EXTRACTED TEXT:
-- Begin --

If you've ever written a ruby on rails app you'll know a very common pattern is to have a Job Runner, like Delayed Jobs, Sidekiq, or a similar framework. However, you may be surprised there aren't that many in the Java Ecosystem! In fact, one of the only standard solutions was Jesque, until now.

GitHub logo Mythra / Coworker

A reasonably-good delayed job queue for the JVM.

ARCHIVAL NOTICE#

Coworker was originally open-sourced from an internal project to showcase the ideas we were testing that worked so well for us. It's fallen significantly out of date, and because of when it was written documentation on Kotlin Coroutines weren't great. As a result I've noticed a few bugs/inneffecienes that exist. I plan a rewrite of these at some point, but haven't really had the time as of yet. If you have any questions though feel free to reach out, and ask about how the SQL/Code works (the SQL is the same as internal and can be trusted to be the most effecient).

Coworker

Coworker is a delayed work runner built for JVM Based languages, written in kotlin. Coworker started off as an experiment as bringin coroutine ideas to background work. Allowing you to work on something else if you're say waiting for an external system.

Specifically Coworker introduces…

Context

For those of you who haven't dealt with a job queue before, you may be curious why one is needed? What problems does it solve?

-- End --

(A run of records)
-- Begin --

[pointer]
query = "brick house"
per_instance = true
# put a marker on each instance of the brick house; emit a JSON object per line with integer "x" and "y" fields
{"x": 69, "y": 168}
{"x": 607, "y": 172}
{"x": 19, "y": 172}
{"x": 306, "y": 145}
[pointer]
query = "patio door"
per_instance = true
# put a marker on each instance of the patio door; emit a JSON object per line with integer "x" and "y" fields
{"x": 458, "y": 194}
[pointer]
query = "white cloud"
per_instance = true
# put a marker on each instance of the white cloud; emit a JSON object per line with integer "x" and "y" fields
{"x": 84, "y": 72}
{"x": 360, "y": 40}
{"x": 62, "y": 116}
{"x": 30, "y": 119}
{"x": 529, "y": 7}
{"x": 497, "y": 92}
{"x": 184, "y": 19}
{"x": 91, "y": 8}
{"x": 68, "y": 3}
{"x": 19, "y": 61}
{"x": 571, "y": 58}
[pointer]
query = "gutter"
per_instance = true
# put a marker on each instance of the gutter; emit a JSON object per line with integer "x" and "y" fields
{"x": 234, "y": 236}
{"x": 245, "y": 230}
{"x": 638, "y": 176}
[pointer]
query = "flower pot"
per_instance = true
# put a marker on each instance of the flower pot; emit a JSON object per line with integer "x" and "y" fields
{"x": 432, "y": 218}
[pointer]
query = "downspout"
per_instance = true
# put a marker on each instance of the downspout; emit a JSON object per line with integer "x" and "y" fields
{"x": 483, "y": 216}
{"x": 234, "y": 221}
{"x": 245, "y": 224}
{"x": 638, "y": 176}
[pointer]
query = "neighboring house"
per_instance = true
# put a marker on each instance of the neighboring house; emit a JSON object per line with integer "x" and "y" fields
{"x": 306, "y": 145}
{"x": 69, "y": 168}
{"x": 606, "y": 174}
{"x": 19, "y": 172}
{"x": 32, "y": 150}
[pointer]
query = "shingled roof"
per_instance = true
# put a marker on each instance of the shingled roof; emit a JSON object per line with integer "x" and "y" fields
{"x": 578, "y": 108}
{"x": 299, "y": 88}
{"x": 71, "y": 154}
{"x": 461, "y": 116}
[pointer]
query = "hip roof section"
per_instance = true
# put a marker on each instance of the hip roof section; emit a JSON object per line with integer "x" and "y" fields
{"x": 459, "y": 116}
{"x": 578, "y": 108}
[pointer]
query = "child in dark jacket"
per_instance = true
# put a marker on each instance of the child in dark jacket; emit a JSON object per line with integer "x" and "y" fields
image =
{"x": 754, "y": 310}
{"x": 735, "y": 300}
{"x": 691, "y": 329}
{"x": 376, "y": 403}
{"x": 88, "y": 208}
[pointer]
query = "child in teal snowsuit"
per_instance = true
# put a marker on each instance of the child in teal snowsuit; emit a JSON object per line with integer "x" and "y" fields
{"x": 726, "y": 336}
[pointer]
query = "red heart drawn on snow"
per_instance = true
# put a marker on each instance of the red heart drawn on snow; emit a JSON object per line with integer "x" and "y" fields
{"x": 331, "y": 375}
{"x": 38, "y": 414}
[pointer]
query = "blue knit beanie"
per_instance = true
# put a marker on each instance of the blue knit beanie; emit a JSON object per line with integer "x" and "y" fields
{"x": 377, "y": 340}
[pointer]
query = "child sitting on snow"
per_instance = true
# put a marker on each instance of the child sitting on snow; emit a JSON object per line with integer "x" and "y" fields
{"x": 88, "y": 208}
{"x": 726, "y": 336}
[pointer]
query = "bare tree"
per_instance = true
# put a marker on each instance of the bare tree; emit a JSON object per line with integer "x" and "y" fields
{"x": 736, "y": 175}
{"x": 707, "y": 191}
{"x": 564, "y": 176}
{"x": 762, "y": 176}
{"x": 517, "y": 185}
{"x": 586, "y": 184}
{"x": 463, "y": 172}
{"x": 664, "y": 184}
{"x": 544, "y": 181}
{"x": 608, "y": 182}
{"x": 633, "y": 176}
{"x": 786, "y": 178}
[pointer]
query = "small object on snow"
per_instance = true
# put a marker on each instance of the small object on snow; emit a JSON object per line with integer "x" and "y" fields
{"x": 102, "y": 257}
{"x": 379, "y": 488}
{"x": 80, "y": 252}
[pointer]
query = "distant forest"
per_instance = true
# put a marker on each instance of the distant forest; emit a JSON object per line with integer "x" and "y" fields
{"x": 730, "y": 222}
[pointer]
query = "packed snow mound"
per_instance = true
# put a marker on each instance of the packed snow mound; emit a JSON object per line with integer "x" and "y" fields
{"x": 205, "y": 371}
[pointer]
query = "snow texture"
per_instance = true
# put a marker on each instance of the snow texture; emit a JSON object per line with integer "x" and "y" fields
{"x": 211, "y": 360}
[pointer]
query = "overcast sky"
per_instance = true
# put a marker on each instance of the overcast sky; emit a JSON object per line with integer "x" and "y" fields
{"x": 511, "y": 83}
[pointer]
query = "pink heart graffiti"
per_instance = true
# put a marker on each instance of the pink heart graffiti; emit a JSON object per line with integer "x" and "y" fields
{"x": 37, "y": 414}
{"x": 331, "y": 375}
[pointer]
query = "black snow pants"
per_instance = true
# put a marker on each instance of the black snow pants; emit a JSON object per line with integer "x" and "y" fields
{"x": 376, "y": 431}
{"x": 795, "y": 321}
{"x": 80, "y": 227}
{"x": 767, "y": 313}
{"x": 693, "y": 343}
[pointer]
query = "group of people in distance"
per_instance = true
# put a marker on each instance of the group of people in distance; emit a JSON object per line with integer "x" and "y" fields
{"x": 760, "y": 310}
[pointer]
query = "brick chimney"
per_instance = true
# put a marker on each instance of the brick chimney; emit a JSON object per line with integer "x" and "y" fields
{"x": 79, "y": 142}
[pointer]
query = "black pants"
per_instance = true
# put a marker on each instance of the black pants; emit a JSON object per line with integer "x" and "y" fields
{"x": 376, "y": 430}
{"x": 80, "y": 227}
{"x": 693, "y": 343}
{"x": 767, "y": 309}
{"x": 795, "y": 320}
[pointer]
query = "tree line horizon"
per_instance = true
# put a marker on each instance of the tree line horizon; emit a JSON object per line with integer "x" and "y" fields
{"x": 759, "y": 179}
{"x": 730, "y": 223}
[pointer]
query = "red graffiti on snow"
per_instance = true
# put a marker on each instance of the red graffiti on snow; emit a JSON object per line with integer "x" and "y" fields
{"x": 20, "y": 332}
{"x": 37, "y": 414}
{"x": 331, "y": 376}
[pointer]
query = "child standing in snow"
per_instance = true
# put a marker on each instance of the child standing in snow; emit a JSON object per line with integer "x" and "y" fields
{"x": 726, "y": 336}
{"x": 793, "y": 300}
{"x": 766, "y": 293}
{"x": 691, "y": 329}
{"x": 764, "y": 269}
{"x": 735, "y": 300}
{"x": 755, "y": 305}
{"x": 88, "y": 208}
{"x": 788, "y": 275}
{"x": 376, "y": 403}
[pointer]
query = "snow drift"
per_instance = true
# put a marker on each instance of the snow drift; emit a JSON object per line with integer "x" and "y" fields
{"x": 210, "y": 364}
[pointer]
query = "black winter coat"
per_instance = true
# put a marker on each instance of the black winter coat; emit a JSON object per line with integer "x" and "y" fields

-- End --

TASK STATEMENT: Translate this sentence from the text about the Coworker job queue into Spanish: "In fact, one of the only standard solutions was Jesque, until now."

THE RESULT: De hecho, una de las pocas soluciones estándar era Jesque, hasta ahora.